** What is asked **
Gather every line of the records that contains the string "person", and copy each such line. Case counts.
::: Dataset records :::
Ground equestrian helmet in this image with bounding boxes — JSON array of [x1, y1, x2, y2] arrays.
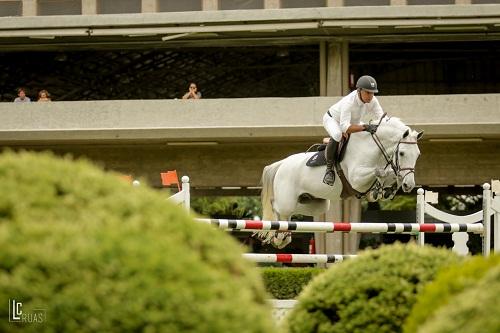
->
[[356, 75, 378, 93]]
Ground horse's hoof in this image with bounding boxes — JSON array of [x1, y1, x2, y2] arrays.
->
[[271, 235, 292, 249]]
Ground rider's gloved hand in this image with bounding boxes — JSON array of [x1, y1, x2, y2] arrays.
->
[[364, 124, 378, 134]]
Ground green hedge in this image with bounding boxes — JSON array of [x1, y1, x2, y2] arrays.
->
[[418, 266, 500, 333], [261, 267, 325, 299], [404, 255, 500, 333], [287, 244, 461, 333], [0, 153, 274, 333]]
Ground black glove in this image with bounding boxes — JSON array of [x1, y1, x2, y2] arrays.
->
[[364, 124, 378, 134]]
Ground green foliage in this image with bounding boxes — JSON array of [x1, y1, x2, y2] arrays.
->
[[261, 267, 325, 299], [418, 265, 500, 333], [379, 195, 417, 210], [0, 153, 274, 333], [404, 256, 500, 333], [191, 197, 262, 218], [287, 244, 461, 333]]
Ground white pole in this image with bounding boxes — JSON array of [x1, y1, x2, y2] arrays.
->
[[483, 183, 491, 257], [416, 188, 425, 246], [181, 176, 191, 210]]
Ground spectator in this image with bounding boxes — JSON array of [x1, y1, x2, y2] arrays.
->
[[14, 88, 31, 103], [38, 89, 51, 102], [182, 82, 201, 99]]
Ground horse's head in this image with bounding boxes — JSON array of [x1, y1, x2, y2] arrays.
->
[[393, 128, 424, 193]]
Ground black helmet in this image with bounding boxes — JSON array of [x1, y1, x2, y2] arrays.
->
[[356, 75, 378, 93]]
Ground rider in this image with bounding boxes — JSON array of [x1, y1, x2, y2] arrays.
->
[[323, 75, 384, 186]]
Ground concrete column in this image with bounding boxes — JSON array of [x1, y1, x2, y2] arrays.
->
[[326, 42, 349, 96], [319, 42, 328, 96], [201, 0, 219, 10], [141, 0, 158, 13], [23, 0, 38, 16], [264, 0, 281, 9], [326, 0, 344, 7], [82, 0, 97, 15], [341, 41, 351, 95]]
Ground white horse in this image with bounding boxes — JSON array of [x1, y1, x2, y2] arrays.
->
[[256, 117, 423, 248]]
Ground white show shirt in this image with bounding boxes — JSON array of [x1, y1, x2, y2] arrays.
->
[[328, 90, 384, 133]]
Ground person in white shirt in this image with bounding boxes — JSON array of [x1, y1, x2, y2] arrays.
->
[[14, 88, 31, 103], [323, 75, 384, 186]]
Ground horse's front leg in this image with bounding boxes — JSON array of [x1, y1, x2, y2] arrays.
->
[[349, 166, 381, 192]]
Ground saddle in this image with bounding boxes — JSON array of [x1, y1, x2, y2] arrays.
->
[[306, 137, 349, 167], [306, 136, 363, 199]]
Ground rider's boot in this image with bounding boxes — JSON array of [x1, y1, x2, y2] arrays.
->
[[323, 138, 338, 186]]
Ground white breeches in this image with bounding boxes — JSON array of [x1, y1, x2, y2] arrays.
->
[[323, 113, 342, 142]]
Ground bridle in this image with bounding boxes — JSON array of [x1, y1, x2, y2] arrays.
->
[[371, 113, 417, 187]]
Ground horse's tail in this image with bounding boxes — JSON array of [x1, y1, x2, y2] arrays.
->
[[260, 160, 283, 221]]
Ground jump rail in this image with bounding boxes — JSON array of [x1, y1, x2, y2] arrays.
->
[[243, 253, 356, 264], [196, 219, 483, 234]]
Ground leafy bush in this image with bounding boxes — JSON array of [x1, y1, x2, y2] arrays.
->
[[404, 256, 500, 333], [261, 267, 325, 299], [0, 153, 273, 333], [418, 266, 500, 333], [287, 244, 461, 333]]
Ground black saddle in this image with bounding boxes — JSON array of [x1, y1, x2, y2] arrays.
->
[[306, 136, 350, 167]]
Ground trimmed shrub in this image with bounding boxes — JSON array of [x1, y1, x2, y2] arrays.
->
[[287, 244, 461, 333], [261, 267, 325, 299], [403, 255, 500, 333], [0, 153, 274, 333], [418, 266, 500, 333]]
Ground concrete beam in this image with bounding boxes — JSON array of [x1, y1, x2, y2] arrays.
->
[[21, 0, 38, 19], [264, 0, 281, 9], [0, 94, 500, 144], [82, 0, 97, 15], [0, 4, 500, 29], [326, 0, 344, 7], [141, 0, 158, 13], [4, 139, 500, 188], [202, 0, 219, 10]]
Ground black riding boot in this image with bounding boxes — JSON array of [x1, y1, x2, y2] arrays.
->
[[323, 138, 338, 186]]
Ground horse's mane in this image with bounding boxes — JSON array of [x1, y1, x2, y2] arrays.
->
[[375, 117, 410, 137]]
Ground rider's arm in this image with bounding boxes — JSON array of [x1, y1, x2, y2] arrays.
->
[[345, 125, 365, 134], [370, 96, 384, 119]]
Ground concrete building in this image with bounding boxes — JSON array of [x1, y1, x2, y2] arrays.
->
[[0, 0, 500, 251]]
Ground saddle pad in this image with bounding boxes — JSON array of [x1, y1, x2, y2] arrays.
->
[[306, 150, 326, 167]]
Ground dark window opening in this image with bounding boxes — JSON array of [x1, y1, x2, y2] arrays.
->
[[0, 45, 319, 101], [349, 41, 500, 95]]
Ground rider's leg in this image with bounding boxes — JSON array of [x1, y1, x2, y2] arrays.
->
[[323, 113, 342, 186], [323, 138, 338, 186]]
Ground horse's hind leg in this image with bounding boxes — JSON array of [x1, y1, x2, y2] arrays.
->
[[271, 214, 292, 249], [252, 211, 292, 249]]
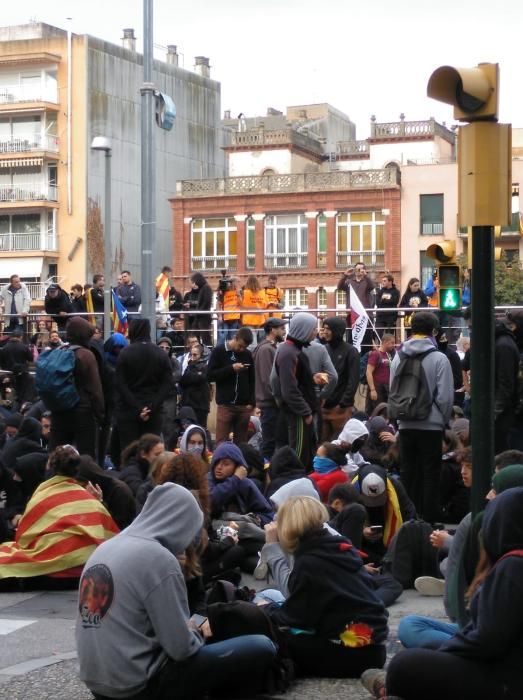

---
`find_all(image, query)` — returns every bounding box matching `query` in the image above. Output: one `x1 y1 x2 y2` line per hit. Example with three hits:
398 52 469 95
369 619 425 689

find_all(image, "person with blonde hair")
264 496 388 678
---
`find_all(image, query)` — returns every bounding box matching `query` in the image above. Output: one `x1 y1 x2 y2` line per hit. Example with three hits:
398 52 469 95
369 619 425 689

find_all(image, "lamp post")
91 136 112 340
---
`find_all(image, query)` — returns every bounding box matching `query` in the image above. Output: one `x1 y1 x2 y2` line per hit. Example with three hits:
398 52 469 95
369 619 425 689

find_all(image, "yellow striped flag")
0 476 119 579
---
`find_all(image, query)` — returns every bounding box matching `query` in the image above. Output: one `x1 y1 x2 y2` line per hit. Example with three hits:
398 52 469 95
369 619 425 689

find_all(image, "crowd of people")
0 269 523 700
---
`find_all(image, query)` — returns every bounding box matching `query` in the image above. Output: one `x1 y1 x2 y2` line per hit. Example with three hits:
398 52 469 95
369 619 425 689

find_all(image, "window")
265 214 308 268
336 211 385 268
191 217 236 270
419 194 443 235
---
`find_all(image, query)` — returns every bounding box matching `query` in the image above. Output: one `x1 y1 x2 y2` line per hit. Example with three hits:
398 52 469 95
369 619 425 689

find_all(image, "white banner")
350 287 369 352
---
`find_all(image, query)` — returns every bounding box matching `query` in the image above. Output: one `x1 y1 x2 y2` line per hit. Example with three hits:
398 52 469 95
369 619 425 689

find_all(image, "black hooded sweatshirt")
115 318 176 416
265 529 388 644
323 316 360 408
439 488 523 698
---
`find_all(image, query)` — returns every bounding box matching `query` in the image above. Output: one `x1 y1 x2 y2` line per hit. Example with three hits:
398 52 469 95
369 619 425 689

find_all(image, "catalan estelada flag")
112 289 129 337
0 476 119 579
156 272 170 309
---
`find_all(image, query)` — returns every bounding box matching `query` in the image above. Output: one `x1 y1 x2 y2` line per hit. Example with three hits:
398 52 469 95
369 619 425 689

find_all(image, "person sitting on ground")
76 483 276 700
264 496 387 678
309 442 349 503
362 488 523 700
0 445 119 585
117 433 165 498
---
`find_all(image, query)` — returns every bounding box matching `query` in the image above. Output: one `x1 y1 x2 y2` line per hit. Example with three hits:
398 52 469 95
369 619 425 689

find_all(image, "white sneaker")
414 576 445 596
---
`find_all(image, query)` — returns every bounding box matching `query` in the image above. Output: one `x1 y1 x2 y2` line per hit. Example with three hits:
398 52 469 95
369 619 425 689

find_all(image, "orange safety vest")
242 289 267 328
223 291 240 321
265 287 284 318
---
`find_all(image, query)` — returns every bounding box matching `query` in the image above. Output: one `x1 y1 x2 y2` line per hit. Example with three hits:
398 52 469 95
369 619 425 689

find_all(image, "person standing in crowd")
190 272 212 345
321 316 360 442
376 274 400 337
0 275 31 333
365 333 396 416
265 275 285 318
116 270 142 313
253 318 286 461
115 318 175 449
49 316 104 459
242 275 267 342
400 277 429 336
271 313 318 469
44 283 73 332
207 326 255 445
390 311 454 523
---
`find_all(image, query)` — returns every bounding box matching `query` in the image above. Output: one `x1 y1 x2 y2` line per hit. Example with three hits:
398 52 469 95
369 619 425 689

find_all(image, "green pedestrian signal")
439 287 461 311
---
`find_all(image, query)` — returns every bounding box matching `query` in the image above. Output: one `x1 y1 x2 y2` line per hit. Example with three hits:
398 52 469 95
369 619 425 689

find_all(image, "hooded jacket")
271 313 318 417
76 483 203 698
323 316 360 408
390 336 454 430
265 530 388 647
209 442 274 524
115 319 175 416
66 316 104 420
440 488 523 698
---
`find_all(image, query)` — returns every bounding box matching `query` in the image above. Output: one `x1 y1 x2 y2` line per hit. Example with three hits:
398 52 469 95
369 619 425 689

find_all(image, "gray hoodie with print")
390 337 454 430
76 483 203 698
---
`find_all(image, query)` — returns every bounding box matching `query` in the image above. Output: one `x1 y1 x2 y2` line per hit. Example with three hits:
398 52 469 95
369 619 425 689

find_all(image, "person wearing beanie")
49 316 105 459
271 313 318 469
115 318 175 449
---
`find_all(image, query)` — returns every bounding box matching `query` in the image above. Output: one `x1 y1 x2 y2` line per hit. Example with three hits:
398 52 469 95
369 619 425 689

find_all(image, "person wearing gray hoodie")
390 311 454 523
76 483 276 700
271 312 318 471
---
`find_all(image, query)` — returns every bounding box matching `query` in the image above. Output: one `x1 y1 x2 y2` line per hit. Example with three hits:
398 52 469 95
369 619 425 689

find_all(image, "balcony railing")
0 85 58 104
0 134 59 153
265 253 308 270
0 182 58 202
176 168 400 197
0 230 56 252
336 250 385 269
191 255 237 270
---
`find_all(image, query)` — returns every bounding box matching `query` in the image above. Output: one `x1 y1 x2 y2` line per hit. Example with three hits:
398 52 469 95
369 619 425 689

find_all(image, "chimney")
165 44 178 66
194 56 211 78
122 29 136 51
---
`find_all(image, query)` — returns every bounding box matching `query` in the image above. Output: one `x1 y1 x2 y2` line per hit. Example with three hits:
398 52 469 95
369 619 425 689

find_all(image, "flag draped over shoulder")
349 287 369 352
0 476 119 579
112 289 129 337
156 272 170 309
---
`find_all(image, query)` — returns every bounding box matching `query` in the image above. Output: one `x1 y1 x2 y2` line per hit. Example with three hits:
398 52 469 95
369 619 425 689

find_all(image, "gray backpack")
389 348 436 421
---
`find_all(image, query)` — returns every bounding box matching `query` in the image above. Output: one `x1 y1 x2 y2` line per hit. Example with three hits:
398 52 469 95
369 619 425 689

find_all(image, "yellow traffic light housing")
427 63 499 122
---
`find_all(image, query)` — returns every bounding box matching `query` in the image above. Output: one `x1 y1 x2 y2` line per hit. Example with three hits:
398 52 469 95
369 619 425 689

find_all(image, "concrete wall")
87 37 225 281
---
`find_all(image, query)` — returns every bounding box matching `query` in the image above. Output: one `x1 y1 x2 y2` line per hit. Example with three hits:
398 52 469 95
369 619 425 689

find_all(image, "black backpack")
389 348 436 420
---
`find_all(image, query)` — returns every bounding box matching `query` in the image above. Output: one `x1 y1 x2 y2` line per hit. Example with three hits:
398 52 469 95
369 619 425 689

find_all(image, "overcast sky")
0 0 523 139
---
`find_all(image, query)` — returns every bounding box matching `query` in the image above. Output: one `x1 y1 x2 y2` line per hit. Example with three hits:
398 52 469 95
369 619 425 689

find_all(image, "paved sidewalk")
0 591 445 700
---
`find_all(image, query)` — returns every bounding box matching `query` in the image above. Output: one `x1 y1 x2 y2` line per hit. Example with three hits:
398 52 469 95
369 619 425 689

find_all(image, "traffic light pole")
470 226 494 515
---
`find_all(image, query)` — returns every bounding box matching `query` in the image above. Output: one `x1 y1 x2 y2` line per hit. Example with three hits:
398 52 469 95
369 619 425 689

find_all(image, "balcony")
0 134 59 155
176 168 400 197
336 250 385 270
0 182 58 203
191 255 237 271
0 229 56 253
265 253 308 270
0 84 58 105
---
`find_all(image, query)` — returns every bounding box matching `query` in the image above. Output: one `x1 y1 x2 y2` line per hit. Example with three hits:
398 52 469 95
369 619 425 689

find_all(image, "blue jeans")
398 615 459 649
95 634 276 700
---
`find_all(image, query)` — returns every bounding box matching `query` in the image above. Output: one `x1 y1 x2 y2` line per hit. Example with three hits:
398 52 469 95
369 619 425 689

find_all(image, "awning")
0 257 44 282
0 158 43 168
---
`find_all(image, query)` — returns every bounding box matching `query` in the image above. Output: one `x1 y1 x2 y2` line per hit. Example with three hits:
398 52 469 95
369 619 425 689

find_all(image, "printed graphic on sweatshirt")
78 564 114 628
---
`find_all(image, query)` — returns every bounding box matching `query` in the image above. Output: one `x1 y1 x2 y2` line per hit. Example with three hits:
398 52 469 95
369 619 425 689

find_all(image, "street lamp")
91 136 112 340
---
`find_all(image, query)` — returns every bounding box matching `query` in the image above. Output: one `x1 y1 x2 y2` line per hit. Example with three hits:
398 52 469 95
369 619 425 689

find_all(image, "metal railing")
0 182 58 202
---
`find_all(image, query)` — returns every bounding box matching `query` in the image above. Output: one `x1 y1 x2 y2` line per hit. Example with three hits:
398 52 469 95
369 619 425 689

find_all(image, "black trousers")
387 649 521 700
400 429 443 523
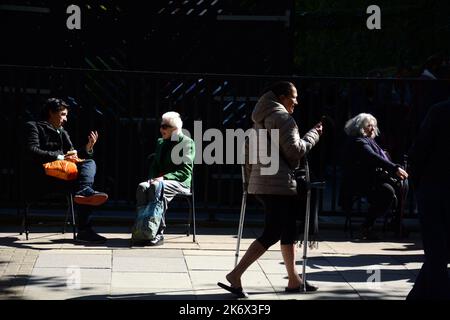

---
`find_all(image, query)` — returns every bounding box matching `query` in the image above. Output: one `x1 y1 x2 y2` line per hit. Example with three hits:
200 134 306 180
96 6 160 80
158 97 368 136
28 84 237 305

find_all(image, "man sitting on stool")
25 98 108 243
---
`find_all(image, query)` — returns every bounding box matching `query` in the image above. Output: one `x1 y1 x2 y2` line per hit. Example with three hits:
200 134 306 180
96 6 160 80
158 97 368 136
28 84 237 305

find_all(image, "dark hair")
:::
** Solution below **
Ground person in white shirt in this image with bounding boxes — JSON array of [x1, y1, x2, y2] arrays.
find_all(image, "person with blonde hair")
find_all(image, "person sitting on ground")
find_all(image, "person standing in crowd")
find_all(image, "person wearing beanie")
find_all(image, "person wearing gray hoodie")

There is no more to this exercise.